Please put the lines of the data below, from the line containing "the car grille" through the end of the data, inclusive, into a JSON list of strings, one string per line and with blank lines left out.

** BEGIN Input records **

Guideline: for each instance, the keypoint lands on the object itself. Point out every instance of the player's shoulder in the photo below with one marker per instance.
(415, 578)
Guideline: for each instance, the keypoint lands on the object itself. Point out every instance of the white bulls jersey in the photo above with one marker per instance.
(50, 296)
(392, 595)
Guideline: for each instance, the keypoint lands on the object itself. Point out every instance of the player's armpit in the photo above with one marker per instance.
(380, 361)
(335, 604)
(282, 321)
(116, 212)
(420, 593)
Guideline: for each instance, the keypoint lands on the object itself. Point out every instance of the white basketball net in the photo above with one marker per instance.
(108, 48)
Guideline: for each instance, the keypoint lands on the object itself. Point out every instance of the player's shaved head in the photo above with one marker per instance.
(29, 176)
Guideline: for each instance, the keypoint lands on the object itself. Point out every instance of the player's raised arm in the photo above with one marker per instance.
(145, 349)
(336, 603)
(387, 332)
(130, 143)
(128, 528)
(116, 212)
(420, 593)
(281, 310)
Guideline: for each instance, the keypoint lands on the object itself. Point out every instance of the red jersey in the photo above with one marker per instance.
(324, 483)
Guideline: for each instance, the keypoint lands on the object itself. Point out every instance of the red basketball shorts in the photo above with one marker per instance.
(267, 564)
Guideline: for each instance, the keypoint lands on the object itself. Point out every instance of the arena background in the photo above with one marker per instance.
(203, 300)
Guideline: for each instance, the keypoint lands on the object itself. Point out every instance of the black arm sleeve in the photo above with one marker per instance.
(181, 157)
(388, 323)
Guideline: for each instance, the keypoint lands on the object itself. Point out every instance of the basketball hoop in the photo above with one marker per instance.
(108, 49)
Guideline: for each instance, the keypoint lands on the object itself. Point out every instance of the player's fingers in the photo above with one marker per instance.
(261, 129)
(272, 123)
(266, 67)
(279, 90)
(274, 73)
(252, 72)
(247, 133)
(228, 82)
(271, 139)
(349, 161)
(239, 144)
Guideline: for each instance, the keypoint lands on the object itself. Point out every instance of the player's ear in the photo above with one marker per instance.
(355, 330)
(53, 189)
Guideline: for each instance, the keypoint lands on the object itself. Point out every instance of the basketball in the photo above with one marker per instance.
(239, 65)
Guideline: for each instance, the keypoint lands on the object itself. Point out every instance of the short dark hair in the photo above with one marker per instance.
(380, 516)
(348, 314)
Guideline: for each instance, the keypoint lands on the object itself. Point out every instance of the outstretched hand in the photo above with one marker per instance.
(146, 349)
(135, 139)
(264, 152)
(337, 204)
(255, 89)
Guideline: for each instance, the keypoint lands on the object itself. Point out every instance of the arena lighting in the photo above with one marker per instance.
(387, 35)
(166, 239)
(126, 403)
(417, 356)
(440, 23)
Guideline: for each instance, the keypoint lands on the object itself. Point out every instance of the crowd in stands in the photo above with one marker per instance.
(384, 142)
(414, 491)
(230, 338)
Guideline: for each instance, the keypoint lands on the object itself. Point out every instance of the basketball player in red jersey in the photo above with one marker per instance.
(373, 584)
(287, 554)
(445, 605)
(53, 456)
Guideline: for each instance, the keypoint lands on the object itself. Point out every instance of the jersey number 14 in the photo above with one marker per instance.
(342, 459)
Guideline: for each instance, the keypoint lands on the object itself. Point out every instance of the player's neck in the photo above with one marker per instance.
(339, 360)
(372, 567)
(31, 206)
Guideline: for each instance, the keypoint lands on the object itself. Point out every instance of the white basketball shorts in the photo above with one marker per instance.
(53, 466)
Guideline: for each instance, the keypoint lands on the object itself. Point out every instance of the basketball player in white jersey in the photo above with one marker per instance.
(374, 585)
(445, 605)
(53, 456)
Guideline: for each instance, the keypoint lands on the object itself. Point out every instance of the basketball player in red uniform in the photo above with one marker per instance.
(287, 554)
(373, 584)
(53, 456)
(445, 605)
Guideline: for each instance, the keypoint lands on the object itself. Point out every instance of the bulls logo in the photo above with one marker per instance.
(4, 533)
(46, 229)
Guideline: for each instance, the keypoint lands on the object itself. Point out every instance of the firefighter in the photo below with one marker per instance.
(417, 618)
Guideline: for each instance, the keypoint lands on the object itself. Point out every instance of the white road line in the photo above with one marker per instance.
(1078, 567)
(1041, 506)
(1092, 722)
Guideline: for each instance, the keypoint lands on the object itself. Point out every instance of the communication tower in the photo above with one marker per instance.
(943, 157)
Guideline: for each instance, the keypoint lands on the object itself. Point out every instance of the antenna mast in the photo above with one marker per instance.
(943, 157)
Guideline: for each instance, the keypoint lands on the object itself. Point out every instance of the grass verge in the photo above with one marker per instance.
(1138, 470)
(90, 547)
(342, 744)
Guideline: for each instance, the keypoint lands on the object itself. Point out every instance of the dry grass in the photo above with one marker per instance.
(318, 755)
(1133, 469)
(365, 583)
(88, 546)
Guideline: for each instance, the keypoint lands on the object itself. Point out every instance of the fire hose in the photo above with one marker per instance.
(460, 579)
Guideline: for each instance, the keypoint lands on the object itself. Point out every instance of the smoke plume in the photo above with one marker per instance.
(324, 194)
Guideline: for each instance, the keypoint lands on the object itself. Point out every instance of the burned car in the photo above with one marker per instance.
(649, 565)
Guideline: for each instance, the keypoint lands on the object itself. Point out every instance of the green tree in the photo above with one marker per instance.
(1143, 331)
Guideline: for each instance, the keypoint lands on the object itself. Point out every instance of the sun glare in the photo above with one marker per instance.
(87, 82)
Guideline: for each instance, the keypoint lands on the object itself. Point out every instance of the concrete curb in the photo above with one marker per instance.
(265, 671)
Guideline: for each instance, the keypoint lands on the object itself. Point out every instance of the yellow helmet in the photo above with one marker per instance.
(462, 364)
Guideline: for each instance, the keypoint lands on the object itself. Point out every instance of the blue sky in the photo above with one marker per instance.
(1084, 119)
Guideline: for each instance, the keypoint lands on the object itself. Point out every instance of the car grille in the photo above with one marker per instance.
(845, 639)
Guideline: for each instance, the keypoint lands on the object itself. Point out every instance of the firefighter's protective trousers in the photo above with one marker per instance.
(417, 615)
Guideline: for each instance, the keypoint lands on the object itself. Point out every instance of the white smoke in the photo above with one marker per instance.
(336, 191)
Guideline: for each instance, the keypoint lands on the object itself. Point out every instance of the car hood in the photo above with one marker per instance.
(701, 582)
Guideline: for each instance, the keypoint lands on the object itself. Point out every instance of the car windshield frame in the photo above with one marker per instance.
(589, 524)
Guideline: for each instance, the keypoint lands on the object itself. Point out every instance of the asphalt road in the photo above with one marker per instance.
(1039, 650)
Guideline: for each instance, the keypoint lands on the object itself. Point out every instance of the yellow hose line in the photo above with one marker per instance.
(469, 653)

** END Input records **

Finished task:
[
  "Guideline: for each instance, the keypoint lands on the object itself. Point out every instance of the car grille in the photo above with one marker per instance.",
  "(845, 639)",
  "Guideline: for each instance, the keypoint lands on the object itself. Point out every instance of the firefighter's protective trousers in the photo above with one marker per instance.",
  "(417, 615)",
  "Guideline: for each instance, the keypoint lands on the object itself. Point out every instance of the white smoke in the photo above with one marker per instance.",
  "(336, 191)",
  "Guideline: for each instance, the keypoint lands on the object itself. Point out every instance of the car hood in the photo above with one marker per instance.",
  "(701, 582)",
  "Guideline: for each instance, the keypoint lands on the object itself. Point out every instance of the car windshield frame in the photo above with one marker per instance.",
  "(589, 524)",
  "Guideline: for each instance, the keypoint lands on the object itself. Point out every instance of the asphalt road in the photo above with one marker per instance.",
  "(1039, 650)",
  "Guideline: for each instance, the keypoint lands on the object itself. Point out every instance of the yellow hose line in the photo above with one marker per instance.",
  "(469, 653)"
]